Artículo:
┌──
La Cuarta Transformación llegó con la promesa de erradicar los lujos, de acabar con la frivolidad en el servicio público y de devolver al gobierno el espíritu juarista de la “justa medianía”. Y durante un tiempo, ese discurso llegó al corazón y la mente de miles. Muchos ciudadanos creyeron —y otros aún creen— que esta administración representa un rompimiento ético con el pasado. Sin embargo, los hechos recientes muestran que el poder, como siempre, tiene la manía de alejarse de la humildad.
Hace apenas unas semanas, circularon fotografías y videos de una figura prominente del oficialismo disfrutando en Japón; otro líder del congreso, portando prendas de diseñador: lentes de sol de una firma francesa, zapatos italianos y una camisa que, según los expertos en moda de redes sociales, supera el salario mensual de muchos mexicanos. Más allá del morbo por la etiqueta o el precio, lo que genera ruido —y justificada molestia— es la contradicción. ¿Cómo se defiende la austeridad cuando se ostenta sin pudor?
Porque no es un caso aislado. Hemos visto cenas en restaurantes exclusivos, vacaciones de lujo, vehículos blindados de última gama y un largo etcétera de indulgencias que contradicen la prédica cotidiana desde la mañanera. Es entonces cuando la narrativa de “primero los pobres” empieza a sonar hueca. La brecha entre el dicho y el hecho se vuelve abismo.
Vale la pena detenernos un momento en el concepto de “justa medianía”, una expresión que ha sido invocada hasta el cansancio en México. Benito Juárez la entendía como una forma de vida austera, sí, pero también digna. No se trataba de vivir en la miseria ni de sacrificarlo todo, sino de evitar el despilfarro y los excesos que vienen con el poder. En su tiempo, Juárez renunció a comodidades para predicar con el ejemplo, porque sabía que la moral del gobernante se mide también en los pequeños detalles.
└──
(Datos de origen)
┌──
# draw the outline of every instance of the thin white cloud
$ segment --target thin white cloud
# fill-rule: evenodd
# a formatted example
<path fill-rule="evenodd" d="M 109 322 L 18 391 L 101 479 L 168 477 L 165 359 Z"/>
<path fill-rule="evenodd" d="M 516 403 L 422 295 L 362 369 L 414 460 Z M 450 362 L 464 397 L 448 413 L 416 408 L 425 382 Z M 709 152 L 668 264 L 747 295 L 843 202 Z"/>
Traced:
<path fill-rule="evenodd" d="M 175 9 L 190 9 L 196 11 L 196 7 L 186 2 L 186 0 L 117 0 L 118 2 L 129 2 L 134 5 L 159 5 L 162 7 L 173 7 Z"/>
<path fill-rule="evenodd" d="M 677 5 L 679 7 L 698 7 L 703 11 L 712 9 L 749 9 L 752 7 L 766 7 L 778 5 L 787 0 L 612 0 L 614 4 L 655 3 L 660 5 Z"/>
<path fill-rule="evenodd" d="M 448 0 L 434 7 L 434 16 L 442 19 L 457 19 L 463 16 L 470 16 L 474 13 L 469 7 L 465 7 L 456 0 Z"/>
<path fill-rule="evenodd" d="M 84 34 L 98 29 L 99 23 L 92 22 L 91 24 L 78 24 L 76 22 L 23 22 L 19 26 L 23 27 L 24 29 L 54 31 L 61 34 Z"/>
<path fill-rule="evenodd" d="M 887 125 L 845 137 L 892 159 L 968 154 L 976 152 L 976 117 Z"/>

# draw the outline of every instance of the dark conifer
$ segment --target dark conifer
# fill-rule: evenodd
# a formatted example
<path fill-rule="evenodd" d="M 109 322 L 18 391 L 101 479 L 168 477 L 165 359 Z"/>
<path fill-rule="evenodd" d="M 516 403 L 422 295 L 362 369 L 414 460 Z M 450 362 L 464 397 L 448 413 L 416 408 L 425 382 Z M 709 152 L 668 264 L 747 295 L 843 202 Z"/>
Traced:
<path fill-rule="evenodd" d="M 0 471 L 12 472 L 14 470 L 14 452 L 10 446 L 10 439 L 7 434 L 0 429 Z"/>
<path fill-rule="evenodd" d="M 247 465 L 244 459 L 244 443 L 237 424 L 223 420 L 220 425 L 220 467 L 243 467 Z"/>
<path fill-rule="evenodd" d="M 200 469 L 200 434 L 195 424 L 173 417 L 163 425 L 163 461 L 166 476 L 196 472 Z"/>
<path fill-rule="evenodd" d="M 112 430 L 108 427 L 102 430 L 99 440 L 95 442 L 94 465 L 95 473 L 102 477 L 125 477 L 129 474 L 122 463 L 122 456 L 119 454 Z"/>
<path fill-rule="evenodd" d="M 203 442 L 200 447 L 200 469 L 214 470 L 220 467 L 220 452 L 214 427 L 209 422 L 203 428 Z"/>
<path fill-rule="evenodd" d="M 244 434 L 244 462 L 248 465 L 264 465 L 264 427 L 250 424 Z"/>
└──
Acciones requeridas:
1. Reescribe en forma de lista el párrafo del artículo sobre la austeridad que empieza con «Vale la pena detenernos», conservando sus datos principales.
2. Prolonga el artículo sobre la austeridad a partir de su última oración.
Para resolver las actividades no se necesitan los registros.

Tareas resueltas:
1.
- En México, la expresión «justa medianía» se ha invocado hasta el cansancio.
- Benito Juárez la entendía como una forma de vida austera, pero también digna.
- No significaba vivir en la miseria ni sacrificarlo todo, sino evitar el despilfarro y los excesos propios del poder.
- Juárez renunció a comodidades para predicar con el ejemplo, porque sabía que la moral del gobernante se mide también en los pequeños detalles.

2.
¿Dónde quedó ese espíritu? ¿En qué momento se volvió aceptable que los mismos que exigen cinturones apretados al pueblo, disfruten de lujos al amparo de sus cargos? La respuesta es incómoda pero necesaria, y es que la política mexicana sigue atrapada en una cultura de privilegios que se resiste a morir, aunque se vista con nuevas siglas.
El problema no es la ropa, las comidas fastuosas, los viajes por el mundo o los gustos refinados. El problema es la hipocresía de algunos. La incongruencia entre el mensaje y la conducta. Es fácil predicar sacrificios cuando no se toca el propio confort. Y más fácil aún justificarlo apelando a la “vida privada” o “es mi dinero”, como si el personaje público pudiera dividir su existencia entre el actor austero de lunes a viernes, y la “afición al lujo” del fin de semana.
La austeridad no debería ser un disfraz ni un discurso. Debería ser una práctica cotidiana, un compromiso ético, especialmente cuando se ejerce desde la esfera pública.
No es pedirles a los servidores públicos que vivan con privaciones, sino que sean coherentes con los principios que dicen defender. La gente no espera santos ni mártires, pero sí espera honestidad.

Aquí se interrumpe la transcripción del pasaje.